DATA SECTION:
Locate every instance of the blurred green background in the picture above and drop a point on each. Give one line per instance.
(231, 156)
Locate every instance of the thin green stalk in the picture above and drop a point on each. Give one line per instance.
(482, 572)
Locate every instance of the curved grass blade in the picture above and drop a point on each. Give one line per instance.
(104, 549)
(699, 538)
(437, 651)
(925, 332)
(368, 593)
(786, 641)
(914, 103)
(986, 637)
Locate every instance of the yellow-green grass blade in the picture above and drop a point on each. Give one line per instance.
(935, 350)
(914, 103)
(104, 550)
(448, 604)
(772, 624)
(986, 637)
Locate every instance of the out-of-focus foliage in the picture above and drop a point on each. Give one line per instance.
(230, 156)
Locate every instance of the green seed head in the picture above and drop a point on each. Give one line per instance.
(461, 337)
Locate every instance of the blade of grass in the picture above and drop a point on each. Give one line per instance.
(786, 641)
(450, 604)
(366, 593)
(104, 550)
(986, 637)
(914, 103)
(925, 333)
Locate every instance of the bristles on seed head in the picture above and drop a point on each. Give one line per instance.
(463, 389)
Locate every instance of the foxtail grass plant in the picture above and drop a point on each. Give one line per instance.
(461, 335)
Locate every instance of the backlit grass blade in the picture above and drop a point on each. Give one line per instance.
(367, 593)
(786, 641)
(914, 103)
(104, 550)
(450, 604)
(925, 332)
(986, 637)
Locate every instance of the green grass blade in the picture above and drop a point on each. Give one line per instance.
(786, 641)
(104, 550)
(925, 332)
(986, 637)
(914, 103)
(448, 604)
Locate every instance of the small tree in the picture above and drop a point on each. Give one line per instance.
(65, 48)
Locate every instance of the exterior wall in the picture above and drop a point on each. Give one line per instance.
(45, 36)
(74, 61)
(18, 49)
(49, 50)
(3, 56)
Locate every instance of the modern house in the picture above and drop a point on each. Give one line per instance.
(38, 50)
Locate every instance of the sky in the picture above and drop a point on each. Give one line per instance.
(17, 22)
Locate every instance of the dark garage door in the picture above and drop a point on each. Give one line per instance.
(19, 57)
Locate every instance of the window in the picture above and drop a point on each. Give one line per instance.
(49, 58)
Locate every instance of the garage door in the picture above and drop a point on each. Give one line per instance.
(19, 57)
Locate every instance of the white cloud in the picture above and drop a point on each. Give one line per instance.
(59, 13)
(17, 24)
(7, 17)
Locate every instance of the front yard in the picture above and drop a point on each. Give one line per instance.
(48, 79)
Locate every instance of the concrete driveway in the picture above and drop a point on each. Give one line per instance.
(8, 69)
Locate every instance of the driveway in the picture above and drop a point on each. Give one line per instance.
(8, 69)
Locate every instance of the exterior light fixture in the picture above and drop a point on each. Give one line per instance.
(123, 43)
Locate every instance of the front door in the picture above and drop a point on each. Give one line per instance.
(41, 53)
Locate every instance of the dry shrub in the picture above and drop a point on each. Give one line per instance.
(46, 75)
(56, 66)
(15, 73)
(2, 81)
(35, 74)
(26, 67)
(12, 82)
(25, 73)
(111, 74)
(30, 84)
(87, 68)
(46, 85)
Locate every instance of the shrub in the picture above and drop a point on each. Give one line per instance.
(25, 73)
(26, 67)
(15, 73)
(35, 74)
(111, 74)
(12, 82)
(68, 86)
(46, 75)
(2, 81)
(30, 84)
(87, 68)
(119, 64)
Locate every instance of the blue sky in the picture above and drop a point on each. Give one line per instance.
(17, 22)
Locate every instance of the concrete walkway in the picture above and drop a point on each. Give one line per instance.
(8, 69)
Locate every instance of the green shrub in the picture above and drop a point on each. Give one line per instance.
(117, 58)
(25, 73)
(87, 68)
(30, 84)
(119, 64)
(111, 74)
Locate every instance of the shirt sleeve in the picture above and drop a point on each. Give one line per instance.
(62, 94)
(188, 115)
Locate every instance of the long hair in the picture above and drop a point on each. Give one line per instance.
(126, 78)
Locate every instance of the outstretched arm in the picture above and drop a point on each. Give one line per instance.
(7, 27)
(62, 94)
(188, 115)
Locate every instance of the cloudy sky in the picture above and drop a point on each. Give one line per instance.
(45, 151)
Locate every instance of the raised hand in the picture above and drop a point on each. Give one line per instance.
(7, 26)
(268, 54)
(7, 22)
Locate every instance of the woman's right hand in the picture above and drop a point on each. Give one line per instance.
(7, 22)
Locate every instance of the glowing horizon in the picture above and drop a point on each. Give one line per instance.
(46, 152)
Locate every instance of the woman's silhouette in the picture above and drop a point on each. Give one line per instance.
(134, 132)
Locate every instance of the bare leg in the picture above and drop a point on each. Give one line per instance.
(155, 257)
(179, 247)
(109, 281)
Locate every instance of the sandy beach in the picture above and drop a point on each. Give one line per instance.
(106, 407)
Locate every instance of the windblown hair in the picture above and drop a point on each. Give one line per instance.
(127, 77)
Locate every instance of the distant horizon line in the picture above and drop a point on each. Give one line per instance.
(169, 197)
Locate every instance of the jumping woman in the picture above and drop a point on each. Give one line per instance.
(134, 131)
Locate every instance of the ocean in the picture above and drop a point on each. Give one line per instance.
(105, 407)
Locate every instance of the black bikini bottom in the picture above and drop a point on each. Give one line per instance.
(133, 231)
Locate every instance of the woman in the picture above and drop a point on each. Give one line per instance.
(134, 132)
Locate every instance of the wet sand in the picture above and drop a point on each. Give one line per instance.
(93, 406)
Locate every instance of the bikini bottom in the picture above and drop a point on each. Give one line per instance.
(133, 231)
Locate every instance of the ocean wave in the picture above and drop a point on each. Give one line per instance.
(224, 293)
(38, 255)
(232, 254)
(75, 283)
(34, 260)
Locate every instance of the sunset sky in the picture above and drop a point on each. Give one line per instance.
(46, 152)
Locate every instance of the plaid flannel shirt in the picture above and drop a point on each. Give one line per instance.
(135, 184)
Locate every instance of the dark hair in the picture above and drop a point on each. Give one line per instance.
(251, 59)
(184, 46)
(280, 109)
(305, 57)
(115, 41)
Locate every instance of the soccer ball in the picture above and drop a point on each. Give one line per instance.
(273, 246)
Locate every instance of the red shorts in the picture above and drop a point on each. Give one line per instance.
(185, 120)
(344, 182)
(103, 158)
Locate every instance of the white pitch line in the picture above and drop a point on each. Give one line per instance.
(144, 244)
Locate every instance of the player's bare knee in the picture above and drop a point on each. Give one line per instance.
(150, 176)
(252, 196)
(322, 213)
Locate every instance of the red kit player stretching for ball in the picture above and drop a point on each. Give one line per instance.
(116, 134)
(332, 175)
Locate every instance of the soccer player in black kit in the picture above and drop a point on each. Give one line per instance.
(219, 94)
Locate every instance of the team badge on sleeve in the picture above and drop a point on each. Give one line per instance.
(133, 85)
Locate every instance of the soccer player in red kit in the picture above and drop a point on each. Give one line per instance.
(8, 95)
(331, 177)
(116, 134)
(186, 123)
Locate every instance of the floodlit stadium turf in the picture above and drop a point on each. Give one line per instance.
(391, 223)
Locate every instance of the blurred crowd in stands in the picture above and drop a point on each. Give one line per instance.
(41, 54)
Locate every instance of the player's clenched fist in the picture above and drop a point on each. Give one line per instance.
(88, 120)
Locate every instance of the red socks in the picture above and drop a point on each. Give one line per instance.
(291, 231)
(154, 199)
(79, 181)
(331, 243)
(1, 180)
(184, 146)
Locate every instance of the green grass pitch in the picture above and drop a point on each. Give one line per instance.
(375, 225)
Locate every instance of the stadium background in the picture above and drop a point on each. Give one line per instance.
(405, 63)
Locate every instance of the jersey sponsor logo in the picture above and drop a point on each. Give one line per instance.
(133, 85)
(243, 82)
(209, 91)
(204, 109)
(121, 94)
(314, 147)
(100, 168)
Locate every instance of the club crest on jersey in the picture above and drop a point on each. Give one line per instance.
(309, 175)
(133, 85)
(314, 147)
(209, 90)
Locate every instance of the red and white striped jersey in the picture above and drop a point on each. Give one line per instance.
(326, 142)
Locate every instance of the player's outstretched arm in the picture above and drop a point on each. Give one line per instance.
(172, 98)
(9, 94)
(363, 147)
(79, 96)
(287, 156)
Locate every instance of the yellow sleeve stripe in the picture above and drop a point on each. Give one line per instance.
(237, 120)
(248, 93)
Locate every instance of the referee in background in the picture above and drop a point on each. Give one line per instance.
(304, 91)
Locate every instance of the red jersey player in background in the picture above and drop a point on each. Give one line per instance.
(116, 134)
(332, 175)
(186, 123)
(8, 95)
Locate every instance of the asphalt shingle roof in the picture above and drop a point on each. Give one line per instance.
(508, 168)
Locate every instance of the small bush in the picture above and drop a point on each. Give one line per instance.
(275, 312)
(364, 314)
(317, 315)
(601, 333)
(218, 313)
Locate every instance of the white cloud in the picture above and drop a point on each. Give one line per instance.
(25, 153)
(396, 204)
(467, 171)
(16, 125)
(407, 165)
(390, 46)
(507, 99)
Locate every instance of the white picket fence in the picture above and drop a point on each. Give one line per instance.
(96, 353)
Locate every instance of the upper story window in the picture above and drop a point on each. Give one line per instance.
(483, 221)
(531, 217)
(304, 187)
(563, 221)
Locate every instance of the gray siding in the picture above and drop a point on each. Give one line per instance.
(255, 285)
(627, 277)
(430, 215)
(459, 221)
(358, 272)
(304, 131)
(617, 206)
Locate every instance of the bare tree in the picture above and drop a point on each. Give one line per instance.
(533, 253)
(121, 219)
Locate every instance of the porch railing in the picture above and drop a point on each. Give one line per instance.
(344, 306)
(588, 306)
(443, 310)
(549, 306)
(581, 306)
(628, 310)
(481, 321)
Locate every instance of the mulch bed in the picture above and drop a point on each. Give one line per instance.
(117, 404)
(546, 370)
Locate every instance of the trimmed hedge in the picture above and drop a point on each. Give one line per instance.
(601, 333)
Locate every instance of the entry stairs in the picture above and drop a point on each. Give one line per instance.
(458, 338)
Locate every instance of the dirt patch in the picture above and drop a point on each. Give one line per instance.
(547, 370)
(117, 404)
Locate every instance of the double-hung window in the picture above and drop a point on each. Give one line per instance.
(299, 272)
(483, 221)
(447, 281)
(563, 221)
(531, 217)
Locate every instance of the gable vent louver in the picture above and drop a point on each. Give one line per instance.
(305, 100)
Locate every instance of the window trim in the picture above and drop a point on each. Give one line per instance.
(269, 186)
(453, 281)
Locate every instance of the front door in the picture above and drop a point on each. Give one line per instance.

EXERCISE REQUIREMENTS: Your task is to return, exactly and on their own, the lines from the one containing "Locate every instance of the entry" through the last line of the listing.

TASK ANSWER:
Locate every instance of the entry stairs in the picture above and drop a point on each. Give one line per instance.
(458, 338)
Locate every instance of the dirt patch in the picture above and drop a point on each. Give one line per instance.
(547, 370)
(117, 404)
Locate every instance of the double-hung window in the picture above and drop a point on each. Give one line per instance.
(299, 272)
(483, 221)
(447, 281)
(563, 221)
(531, 217)
Locate every instance of the gable vent louver in the picture above and drop a point on each. Give one line per instance.
(305, 100)
Locate every instance of the window trim in the picture above and drop a point on each. Give one line per instance.
(269, 186)
(453, 281)
Locate every instance of the front door in the picture above and drop a point on each. Give one line per instance.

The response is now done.